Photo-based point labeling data
(begin)
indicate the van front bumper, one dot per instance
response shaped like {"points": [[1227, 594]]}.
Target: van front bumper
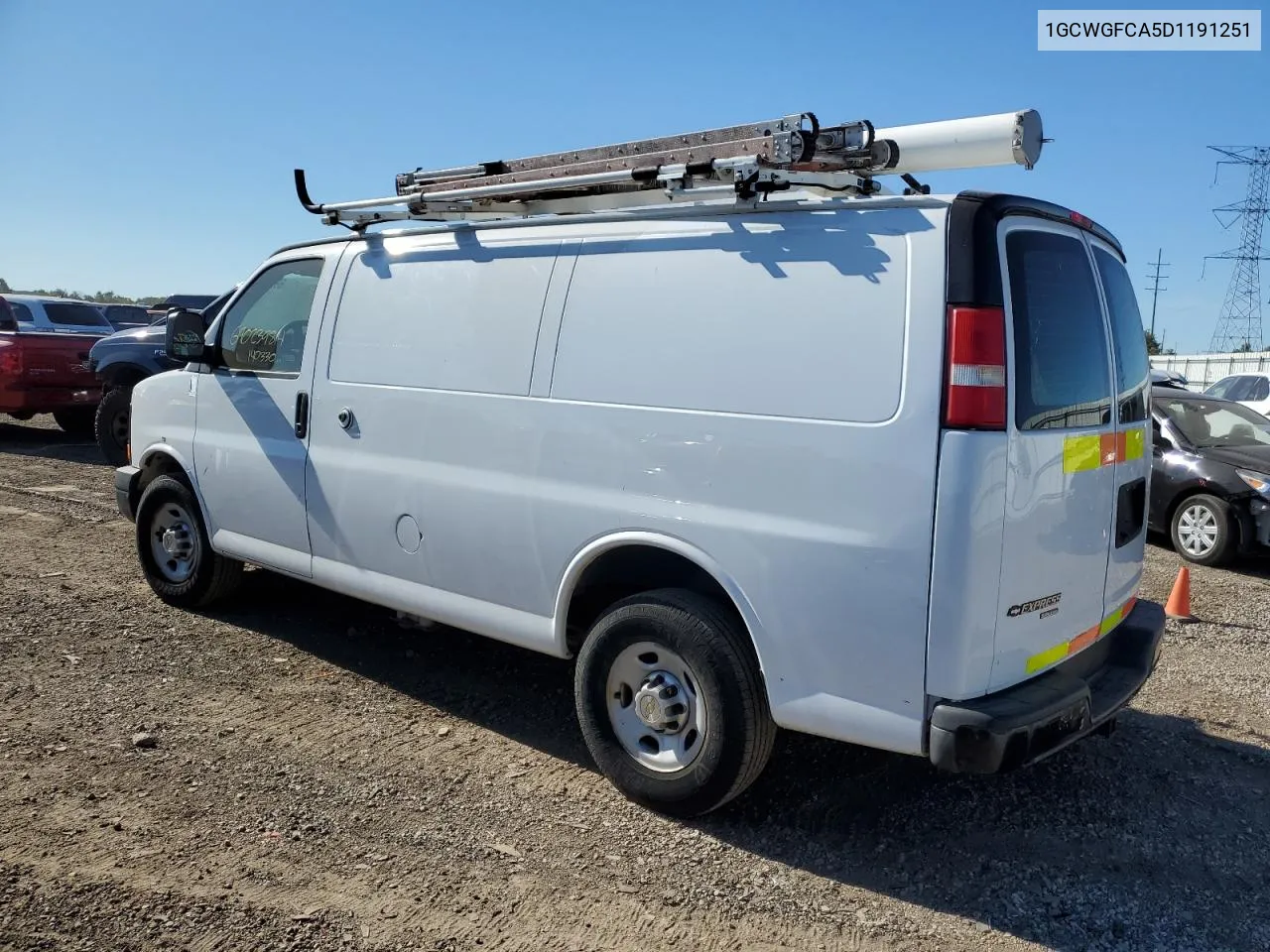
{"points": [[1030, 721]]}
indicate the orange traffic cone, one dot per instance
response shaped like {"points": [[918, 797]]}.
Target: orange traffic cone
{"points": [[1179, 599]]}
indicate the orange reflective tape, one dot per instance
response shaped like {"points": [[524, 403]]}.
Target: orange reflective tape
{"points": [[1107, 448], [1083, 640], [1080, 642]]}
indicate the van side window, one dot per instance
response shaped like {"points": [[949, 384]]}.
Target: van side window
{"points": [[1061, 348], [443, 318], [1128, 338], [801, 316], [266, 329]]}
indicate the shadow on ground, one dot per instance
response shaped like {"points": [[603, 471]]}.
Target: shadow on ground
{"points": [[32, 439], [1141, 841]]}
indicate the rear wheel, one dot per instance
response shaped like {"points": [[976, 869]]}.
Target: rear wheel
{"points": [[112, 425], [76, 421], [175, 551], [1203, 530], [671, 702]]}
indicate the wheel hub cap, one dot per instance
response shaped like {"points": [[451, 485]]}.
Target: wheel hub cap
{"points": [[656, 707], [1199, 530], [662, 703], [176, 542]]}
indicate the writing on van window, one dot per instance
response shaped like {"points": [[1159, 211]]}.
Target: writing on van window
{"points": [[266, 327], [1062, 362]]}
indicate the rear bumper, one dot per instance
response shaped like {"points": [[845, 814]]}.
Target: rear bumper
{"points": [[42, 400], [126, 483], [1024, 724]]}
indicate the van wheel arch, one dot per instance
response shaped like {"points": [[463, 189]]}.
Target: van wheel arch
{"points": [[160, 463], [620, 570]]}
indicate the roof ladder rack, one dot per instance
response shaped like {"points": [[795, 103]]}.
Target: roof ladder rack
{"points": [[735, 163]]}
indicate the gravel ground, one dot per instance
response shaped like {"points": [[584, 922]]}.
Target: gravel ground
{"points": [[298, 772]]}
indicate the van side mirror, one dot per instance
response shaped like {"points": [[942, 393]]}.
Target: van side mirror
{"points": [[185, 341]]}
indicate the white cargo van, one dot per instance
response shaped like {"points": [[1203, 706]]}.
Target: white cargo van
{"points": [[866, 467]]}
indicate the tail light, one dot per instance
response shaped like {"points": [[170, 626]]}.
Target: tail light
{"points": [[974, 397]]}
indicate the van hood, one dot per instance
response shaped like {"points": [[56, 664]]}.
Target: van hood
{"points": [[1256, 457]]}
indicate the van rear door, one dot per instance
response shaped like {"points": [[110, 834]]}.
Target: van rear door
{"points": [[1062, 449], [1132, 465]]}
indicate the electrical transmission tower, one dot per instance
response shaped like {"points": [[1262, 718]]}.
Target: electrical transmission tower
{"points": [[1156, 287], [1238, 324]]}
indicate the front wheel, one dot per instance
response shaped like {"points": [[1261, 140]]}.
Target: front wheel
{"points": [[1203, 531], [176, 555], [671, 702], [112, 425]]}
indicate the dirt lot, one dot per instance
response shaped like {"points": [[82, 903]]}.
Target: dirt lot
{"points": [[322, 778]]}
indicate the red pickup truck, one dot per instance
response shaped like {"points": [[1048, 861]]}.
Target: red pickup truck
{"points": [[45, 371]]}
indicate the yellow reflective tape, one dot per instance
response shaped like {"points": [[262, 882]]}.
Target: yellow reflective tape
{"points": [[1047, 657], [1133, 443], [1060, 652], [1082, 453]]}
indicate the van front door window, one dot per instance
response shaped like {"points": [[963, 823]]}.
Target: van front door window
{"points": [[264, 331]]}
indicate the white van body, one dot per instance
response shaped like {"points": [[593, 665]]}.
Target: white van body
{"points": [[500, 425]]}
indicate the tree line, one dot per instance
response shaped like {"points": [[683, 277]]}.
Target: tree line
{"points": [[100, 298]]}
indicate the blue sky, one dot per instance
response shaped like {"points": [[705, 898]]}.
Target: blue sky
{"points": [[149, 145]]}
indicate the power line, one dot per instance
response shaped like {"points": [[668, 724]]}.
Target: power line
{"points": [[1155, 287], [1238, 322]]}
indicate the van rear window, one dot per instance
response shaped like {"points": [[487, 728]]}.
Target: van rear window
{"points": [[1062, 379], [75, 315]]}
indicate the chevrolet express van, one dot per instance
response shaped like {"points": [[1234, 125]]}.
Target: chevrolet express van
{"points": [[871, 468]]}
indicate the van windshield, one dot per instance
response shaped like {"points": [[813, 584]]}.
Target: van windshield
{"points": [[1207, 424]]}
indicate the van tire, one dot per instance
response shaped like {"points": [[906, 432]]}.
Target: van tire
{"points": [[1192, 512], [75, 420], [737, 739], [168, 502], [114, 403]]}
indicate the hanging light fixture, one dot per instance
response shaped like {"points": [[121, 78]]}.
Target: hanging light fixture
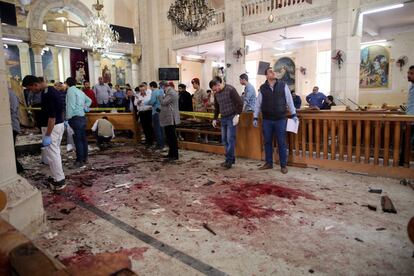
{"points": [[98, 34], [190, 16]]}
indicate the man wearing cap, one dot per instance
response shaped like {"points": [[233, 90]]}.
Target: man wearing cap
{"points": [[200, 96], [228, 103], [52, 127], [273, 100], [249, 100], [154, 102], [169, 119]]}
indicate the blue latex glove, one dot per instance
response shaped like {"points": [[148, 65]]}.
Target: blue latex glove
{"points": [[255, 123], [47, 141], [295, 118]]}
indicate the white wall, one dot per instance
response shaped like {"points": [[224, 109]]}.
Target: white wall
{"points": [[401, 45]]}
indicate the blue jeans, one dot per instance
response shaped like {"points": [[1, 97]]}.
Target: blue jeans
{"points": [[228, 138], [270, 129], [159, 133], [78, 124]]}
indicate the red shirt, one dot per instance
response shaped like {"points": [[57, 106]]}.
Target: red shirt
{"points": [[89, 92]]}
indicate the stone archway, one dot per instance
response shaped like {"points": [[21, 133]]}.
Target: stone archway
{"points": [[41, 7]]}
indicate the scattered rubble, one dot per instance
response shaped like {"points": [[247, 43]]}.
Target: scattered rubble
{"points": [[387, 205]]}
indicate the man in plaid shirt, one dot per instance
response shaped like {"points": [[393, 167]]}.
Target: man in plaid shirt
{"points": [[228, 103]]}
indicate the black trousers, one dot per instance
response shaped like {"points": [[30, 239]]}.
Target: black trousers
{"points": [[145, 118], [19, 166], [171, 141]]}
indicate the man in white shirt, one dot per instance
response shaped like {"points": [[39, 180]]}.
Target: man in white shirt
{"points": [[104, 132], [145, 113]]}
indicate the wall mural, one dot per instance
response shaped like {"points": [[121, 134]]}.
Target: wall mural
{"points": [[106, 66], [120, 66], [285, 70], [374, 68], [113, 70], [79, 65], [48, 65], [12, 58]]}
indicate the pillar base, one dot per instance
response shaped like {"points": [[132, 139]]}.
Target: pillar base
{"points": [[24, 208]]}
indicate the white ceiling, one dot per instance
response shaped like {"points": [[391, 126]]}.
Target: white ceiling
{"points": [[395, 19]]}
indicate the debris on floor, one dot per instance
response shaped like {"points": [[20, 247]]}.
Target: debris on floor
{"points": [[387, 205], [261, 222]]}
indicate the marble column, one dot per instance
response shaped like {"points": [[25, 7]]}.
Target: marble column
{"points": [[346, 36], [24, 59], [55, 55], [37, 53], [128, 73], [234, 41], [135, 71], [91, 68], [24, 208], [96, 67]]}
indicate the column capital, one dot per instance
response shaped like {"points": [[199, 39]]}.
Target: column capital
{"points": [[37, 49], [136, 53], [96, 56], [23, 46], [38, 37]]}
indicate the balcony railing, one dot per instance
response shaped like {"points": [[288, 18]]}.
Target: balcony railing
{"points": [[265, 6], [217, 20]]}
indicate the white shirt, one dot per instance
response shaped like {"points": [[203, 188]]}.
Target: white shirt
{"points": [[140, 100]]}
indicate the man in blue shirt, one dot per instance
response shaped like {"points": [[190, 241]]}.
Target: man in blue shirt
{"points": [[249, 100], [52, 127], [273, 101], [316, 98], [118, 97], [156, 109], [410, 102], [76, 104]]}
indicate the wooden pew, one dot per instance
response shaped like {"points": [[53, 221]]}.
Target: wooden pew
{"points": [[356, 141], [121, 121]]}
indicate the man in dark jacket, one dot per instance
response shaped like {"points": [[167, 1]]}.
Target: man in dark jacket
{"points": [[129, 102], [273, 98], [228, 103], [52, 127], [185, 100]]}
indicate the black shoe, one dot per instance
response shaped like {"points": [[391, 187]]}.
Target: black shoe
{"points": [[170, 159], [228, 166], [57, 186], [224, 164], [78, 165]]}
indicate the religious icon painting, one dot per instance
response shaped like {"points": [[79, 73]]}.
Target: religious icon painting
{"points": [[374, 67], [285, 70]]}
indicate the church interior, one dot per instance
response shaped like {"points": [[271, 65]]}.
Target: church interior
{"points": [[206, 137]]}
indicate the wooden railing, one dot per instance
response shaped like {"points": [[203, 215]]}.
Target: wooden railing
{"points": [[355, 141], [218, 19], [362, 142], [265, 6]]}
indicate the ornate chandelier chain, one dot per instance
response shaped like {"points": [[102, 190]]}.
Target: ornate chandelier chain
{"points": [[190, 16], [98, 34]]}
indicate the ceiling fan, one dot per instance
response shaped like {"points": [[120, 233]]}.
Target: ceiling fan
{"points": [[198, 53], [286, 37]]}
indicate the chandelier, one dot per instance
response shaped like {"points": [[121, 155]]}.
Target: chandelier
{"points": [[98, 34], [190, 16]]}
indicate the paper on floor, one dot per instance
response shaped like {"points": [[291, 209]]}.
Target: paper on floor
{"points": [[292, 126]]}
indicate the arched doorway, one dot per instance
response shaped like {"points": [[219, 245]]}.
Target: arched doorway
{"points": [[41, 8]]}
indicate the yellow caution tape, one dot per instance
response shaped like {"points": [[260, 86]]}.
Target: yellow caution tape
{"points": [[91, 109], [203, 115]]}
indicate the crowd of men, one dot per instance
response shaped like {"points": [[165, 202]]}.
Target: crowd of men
(end)
- **Goal**
Give again only the lines starting at the one that contains "indicate the paper" and running to the end of the data.

- **Reply to the task**
indicate the paper on floor, one dot per instance
response shaped like {"points": [[291, 209]]}.
Target: paper on floor
{"points": [[292, 126]]}
indicate the arched doorway, one dot per instance
response shaped like {"points": [[219, 245]]}.
Target: arched doorway
{"points": [[41, 8]]}
indicate the yellow caution tape, one dot per instance
response shaped like {"points": [[260, 86]]}.
Target: yellow caution tape
{"points": [[91, 109], [203, 115]]}
indicate the crowd of men, one dot per instance
response shaped like {"points": [[165, 202]]}.
Target: crowd of men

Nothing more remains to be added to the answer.